▸ **Supplied information**
● ● ● ● ● ● ●

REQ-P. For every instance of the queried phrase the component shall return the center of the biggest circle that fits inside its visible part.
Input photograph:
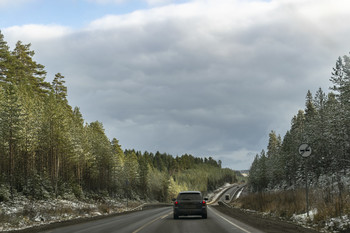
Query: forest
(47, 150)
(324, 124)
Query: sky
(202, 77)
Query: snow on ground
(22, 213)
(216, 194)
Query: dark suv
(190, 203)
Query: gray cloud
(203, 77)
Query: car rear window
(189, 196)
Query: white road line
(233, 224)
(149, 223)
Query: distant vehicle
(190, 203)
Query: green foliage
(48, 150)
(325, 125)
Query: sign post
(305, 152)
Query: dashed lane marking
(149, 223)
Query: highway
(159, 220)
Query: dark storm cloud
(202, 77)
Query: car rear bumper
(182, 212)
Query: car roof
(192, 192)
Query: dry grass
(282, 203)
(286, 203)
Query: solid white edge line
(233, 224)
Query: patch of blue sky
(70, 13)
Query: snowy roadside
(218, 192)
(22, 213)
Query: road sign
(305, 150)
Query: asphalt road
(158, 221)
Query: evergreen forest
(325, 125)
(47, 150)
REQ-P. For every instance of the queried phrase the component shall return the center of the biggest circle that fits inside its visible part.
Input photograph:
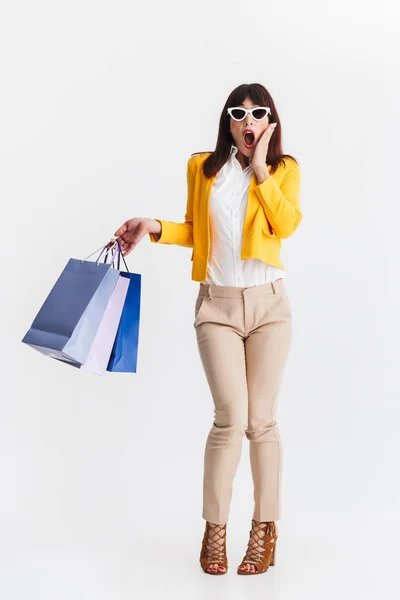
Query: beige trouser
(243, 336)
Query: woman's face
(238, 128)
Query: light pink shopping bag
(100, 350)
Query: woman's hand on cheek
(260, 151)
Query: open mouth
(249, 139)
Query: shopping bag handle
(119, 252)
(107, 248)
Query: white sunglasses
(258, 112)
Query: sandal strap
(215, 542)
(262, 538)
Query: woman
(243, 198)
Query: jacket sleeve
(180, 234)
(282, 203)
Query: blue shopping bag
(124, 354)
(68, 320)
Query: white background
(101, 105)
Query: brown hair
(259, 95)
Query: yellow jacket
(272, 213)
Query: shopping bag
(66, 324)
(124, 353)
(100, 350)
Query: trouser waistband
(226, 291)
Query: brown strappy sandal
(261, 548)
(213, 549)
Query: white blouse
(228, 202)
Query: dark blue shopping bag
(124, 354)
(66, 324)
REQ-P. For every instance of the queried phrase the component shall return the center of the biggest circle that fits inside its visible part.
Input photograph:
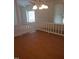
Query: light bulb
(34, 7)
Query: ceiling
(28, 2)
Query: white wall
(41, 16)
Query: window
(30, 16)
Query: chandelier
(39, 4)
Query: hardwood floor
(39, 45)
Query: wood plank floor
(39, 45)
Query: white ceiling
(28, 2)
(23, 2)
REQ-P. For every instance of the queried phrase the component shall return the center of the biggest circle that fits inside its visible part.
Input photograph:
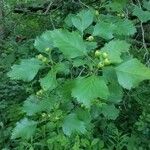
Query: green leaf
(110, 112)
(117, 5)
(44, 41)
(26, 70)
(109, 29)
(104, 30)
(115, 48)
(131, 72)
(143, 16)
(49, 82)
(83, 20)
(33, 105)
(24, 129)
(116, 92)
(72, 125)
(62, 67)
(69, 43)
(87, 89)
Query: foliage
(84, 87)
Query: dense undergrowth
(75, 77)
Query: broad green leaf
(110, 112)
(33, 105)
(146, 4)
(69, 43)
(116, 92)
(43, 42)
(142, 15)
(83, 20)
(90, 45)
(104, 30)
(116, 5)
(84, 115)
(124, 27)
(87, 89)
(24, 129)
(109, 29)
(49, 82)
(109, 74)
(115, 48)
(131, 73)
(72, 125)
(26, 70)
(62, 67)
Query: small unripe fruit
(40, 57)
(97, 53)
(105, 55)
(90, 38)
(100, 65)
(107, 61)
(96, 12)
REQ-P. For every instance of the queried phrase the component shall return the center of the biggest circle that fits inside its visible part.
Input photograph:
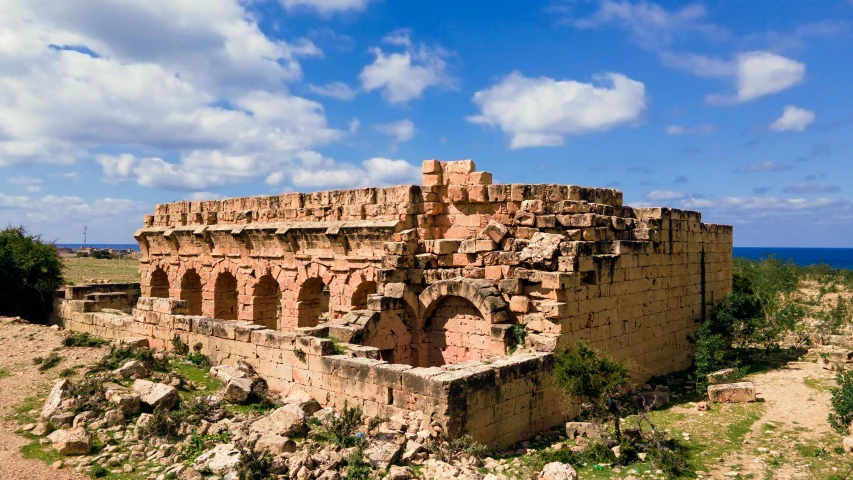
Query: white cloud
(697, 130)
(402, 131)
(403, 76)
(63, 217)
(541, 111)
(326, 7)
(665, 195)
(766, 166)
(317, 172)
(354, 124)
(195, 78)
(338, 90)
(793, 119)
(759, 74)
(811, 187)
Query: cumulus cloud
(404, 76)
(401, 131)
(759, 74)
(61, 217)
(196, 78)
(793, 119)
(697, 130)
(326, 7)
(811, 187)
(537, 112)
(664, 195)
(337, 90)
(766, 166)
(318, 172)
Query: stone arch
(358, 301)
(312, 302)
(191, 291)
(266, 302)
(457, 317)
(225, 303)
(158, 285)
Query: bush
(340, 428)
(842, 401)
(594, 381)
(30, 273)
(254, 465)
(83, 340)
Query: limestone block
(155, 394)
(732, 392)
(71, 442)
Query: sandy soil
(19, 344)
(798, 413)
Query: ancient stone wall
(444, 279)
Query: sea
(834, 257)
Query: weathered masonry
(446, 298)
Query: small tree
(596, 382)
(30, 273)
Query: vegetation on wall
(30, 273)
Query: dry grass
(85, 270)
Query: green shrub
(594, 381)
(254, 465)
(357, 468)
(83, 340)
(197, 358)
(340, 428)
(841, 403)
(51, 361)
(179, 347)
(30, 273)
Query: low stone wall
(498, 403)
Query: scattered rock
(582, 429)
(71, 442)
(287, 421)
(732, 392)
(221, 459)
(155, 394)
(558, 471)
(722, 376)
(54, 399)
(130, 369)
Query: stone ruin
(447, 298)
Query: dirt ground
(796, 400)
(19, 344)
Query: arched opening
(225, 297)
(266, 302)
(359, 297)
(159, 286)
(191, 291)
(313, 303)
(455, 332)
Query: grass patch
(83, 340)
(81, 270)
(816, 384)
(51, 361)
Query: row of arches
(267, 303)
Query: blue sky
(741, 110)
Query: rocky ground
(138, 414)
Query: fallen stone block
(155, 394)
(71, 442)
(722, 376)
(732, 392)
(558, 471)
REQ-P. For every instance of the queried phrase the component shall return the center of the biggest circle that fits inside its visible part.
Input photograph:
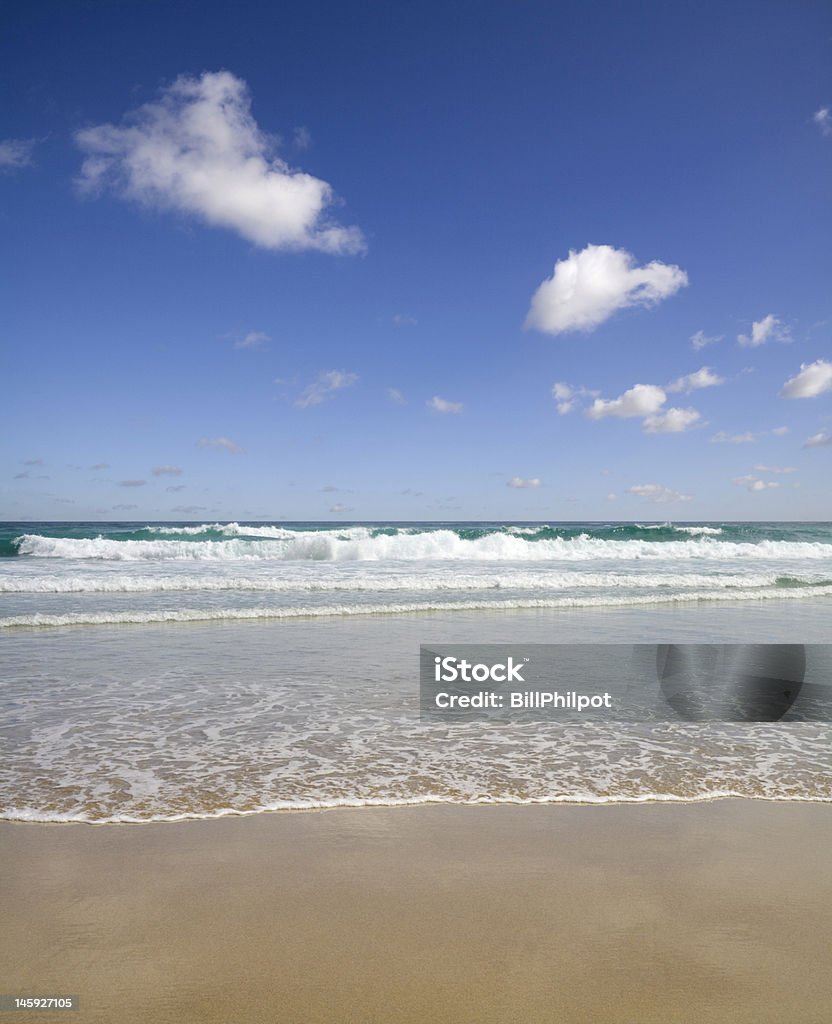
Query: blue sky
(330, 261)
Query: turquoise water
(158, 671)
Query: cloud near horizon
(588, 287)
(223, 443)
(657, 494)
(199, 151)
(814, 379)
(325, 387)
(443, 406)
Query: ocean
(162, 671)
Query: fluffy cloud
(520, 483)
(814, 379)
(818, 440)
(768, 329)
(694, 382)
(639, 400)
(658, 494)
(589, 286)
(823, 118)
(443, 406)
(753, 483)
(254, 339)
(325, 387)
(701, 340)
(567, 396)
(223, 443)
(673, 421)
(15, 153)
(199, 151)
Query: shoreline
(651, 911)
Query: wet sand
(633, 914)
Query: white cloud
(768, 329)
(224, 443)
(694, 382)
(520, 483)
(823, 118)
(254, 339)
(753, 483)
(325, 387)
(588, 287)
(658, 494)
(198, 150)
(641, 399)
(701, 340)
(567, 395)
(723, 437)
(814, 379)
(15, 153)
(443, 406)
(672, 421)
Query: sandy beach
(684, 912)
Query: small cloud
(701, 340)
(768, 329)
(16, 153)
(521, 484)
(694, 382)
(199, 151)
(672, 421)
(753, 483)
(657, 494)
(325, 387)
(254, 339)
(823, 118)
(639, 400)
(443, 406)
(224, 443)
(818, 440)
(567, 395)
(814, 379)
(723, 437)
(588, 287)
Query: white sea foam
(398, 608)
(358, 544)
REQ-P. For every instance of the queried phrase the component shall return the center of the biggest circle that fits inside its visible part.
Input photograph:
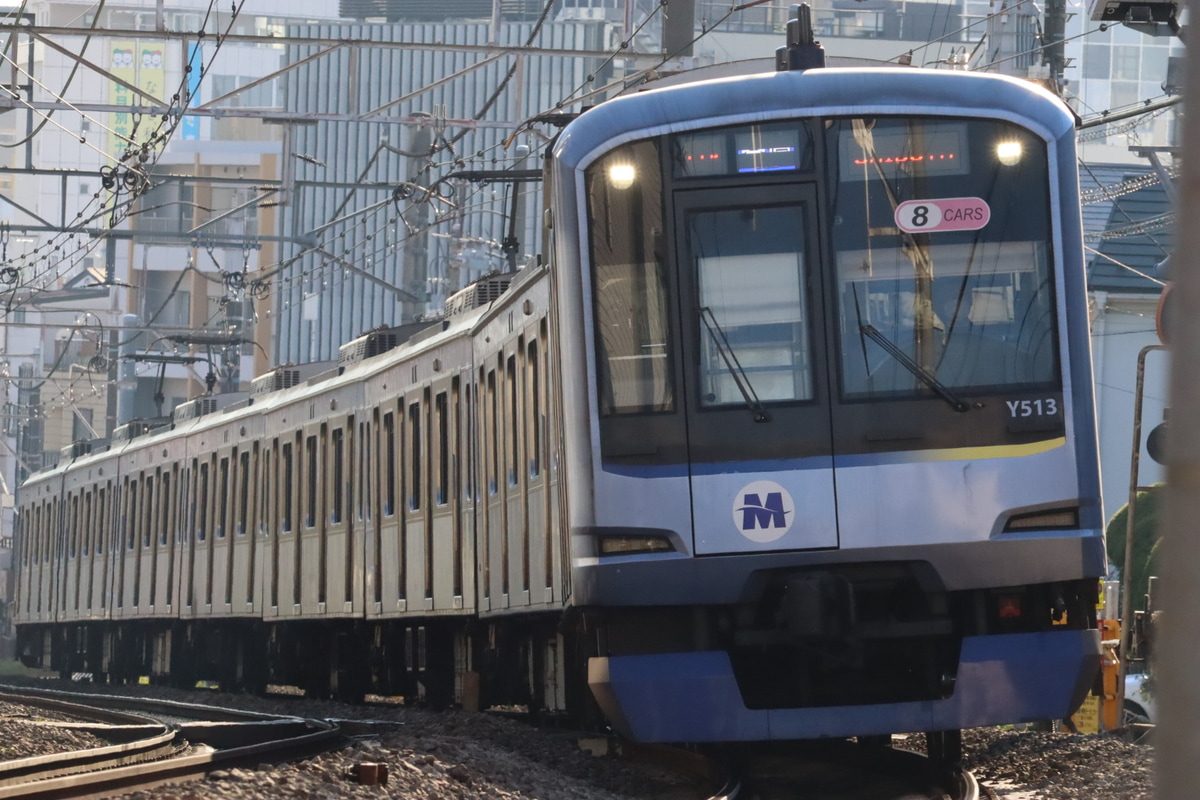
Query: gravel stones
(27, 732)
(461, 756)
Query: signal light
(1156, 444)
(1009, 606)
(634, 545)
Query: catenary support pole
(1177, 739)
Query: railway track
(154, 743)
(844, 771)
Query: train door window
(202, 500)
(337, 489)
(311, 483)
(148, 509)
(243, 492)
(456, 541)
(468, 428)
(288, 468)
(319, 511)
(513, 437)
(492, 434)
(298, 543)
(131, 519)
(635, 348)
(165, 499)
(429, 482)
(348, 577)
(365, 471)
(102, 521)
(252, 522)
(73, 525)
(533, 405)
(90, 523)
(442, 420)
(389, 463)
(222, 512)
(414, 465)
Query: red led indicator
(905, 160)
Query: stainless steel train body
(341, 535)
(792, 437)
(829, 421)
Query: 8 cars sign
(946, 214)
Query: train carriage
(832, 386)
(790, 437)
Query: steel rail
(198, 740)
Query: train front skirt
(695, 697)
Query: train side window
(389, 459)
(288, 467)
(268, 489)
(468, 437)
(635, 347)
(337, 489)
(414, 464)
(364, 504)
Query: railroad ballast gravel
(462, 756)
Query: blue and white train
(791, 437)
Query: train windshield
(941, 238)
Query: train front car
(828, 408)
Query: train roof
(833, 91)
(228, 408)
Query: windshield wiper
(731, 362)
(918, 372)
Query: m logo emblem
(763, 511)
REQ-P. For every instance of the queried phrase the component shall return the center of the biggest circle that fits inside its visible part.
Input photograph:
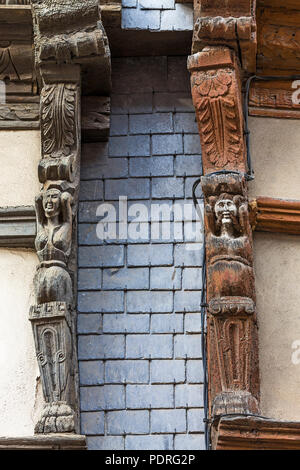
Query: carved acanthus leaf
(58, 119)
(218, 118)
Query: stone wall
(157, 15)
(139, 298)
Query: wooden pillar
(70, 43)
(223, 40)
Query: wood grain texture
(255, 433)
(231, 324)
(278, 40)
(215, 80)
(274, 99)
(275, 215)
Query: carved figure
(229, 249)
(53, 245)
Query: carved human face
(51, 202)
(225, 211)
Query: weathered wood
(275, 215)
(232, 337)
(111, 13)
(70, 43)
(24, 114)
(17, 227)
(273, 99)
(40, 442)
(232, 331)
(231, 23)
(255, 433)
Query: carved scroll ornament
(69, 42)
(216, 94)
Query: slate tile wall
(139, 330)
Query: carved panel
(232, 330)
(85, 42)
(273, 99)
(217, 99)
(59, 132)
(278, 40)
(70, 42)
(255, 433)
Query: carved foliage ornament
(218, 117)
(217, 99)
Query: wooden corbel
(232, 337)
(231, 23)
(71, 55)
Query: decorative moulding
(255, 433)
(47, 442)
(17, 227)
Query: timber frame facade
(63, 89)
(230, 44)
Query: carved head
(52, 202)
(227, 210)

● ● ● ● ● ● ●

▸ **Given request**
Can you give every line from the one containing "Query: carved panel" through the last line of the entries, both ends included, as a numbered list with blank lines left out?

▸ **Reply to the task**
1. Query: carved panel
2. (232, 330)
3. (85, 42)
4. (273, 99)
5. (217, 99)
6. (59, 132)
7. (278, 40)
8. (70, 42)
9. (255, 433)
10. Query: carved foliage ornament
11. (218, 117)
12. (217, 99)
13. Query: wooden corbel
14. (232, 337)
15. (231, 23)
16. (71, 55)
17. Query: decorative moulding
18. (255, 433)
19. (47, 442)
20. (17, 227)
21. Query: timber frame facade
22. (63, 89)
23. (230, 44)
24. Query: carved head
25. (52, 202)
26. (227, 210)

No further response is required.